→ Recorded information:
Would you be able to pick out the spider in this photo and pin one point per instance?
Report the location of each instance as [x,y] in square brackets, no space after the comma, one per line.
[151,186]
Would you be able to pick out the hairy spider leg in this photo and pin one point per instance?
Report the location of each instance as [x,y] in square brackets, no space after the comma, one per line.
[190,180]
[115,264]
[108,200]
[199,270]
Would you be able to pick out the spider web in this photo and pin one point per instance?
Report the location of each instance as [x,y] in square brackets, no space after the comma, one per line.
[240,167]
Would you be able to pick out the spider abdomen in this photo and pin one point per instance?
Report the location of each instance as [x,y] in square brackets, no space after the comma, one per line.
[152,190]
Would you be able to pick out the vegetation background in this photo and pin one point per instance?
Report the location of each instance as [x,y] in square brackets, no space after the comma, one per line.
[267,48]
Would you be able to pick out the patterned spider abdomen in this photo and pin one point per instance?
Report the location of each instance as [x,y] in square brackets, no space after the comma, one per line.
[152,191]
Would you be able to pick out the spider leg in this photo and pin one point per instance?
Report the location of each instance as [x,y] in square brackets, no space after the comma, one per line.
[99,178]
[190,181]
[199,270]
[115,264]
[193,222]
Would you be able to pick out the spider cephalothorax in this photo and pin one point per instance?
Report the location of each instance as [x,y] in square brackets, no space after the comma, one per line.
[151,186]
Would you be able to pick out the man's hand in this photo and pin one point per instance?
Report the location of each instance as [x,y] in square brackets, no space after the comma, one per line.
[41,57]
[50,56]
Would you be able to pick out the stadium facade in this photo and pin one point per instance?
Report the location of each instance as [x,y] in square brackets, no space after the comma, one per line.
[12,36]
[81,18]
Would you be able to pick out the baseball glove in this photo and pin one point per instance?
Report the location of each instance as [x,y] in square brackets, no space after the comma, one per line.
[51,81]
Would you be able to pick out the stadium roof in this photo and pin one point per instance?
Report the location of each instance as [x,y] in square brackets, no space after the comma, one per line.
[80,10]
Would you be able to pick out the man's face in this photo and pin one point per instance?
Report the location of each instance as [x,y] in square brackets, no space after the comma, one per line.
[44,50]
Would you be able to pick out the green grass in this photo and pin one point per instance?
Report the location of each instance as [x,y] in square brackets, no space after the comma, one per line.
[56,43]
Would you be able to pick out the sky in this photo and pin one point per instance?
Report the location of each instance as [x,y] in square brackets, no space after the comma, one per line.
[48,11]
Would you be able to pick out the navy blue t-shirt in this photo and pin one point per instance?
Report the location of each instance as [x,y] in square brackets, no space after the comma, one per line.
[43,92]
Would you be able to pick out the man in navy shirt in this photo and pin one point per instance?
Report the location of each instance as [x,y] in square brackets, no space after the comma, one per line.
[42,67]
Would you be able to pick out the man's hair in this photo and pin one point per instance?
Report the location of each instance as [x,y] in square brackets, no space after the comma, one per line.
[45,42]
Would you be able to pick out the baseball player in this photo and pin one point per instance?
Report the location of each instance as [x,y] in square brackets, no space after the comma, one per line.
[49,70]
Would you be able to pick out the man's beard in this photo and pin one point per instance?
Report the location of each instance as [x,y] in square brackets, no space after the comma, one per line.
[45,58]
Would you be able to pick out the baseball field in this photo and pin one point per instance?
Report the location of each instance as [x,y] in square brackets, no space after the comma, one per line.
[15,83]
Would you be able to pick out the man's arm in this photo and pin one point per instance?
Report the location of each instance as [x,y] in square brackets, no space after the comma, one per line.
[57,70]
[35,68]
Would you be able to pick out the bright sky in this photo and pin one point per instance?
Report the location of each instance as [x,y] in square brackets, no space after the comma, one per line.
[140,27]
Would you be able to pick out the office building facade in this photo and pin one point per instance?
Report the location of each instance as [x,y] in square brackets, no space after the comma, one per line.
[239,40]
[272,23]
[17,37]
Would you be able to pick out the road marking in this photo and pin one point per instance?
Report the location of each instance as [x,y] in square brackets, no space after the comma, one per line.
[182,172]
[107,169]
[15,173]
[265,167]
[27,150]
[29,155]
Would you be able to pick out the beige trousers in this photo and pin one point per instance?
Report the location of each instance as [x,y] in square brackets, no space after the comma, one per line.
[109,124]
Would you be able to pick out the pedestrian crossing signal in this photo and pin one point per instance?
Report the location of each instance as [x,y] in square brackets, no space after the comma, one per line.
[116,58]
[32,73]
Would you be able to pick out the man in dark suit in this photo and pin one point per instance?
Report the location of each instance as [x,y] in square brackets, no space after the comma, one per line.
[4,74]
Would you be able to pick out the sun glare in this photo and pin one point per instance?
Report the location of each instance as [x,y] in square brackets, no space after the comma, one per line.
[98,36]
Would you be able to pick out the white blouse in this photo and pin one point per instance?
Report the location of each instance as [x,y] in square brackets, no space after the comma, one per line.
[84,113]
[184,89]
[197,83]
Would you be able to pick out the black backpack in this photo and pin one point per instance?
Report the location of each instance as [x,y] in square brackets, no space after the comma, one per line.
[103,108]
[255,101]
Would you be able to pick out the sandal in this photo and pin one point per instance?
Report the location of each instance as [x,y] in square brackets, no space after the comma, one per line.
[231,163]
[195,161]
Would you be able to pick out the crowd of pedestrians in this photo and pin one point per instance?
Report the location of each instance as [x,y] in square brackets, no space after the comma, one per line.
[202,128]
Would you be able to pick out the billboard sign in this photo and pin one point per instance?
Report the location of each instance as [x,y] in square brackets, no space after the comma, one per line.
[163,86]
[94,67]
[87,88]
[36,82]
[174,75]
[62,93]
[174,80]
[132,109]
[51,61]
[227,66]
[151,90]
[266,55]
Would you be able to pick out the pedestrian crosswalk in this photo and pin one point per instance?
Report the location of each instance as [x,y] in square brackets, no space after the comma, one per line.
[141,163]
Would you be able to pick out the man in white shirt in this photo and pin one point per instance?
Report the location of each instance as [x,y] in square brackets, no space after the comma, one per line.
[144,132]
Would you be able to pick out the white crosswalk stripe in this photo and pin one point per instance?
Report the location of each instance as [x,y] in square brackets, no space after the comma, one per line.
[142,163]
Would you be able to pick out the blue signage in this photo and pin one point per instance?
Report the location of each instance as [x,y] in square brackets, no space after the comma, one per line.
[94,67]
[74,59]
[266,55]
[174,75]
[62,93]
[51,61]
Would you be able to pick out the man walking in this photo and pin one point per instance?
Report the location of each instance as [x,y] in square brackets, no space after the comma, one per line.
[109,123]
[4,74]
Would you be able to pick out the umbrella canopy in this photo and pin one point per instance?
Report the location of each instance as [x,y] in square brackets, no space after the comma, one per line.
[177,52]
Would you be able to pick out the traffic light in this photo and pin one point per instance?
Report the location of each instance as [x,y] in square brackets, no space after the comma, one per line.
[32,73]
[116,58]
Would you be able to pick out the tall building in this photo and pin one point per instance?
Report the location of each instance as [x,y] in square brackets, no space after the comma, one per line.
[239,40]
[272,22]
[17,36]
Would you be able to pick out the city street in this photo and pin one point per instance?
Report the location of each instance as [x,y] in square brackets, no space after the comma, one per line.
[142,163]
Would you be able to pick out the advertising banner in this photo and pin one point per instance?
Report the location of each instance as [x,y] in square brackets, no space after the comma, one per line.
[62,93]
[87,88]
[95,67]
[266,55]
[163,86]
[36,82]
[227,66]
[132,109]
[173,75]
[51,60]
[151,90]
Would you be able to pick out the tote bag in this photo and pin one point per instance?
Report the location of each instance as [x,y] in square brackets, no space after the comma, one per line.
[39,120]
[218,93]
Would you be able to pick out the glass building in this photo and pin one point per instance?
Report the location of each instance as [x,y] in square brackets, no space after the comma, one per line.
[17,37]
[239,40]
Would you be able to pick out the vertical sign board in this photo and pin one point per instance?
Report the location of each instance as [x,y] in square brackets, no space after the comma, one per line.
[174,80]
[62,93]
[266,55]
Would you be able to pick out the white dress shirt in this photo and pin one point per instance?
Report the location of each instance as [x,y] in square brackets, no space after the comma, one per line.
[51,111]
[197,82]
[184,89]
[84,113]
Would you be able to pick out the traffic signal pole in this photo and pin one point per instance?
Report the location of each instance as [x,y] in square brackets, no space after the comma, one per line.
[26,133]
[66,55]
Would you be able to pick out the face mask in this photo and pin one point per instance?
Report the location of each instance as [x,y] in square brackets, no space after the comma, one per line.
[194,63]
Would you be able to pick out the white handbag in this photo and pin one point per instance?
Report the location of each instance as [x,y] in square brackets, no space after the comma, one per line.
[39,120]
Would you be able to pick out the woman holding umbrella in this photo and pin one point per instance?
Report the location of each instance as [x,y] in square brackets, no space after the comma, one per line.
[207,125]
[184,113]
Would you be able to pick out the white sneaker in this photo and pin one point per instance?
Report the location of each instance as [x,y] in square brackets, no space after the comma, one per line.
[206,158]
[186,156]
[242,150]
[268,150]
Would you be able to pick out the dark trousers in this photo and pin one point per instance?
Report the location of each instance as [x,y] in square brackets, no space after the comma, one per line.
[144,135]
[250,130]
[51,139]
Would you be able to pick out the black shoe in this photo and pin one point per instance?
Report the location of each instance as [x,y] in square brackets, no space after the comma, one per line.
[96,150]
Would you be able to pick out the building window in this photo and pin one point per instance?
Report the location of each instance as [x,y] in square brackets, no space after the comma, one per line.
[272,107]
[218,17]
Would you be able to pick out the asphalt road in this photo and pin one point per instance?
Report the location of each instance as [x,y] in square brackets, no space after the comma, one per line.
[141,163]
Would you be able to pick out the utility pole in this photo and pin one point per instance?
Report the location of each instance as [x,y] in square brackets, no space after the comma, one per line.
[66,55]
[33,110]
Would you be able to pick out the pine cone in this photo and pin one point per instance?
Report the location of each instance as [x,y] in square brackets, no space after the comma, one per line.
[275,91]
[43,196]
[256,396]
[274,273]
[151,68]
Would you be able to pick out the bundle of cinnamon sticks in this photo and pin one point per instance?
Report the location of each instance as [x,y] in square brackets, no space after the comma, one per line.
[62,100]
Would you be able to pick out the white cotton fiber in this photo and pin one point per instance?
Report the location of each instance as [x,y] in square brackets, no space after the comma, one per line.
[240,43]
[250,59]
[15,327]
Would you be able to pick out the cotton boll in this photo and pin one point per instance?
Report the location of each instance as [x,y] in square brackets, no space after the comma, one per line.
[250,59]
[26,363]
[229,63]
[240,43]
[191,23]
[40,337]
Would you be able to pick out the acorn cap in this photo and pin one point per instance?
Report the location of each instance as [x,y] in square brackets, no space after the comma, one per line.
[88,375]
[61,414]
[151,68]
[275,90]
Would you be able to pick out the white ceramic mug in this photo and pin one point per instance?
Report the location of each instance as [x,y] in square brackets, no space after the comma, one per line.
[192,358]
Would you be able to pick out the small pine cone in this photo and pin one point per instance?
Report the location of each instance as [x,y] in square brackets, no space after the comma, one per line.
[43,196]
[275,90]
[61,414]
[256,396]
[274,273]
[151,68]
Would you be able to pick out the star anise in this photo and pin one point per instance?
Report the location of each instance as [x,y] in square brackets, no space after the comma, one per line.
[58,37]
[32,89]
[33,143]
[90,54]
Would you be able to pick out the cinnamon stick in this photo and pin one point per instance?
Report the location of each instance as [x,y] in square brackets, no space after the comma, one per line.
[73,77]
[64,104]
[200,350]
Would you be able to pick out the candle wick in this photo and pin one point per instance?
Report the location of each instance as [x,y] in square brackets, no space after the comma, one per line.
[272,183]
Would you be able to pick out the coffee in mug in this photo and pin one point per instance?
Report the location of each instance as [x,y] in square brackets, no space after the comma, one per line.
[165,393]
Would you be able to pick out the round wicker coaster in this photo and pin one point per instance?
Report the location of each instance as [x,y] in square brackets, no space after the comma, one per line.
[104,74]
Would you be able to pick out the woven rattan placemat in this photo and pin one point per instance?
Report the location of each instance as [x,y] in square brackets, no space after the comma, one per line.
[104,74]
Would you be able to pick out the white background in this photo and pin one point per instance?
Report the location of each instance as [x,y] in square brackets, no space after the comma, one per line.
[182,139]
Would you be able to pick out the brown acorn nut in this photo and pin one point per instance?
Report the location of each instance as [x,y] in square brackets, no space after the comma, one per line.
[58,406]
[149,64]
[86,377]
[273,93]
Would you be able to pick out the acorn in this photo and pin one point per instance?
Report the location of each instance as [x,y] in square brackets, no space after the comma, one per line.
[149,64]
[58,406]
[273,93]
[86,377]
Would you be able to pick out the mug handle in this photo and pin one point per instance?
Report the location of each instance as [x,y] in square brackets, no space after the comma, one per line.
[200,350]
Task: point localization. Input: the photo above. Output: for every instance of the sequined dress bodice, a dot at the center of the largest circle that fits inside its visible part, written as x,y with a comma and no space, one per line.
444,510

→ Task: Each line from the one containing "Would you be able to pick out the cinnamon" to the end of the listing above should be copied exactly, and nothing else.

→ Reply to the exercise:
Would you be able to pick out the cinnamon stick in this photo and pin one point per instance?
Report the location of each instance as [x,y] in square brackets, no space after the comma, one per line.
[73,77]
[64,104]
[200,350]
Would you be able to pick out the candle wick in this photo and pin one point per instance?
Report the location of each instance as [x,y] in square brackets, no space after the comma, one per line.
[272,183]
Would you be able to pick out the coffee in mug in this photo and pin one point per instance?
Report the location of each instance as [x,y] in square brackets, no space after the comma, one per line.
[165,393]
Would you be able to pick out the round wicker coaster in this photo and pin one point per instance?
Report the location of each instance as [x,y] in square brackets, no space after the comma, one per line.
[104,74]
Would you be able to pick out the woven rattan placemat in this photo and pin one point per instance?
Report the location of each instance as [x,y] in square brackets, no space after the comma, one per line.
[104,74]
Would you be able to pick out the white background in this photo and pin one point per instance?
Report the location of each instance as [x,y] in square brackets, no space after the comma, one per line.
[182,139]
Would you be able to pick out the brown acorn nut in this photo and pin one point per instance?
Report the location of each instance as [x,y] in square brackets, no space after the comma, one per line.
[58,406]
[149,64]
[86,377]
[273,93]
Would you be able to pick out the acorn in this photo and pin one point per instance?
Report the location of each instance as [x,y] in square brackets, no space after the comma, one per line.
[149,64]
[58,406]
[273,93]
[86,377]
Would you be able to pick out the mug handle in this photo and pin one point per instance?
Report the location of each instance as [x,y] in square brackets, no space after the comma, one per line.
[200,350]
Task: point localization. Input: the photo above. Output: for every instance of the sequined dress bodice, a dot at the center of the largest circle that fits inside its visible part, written as x,y with a comma and no space, one per line.
444,510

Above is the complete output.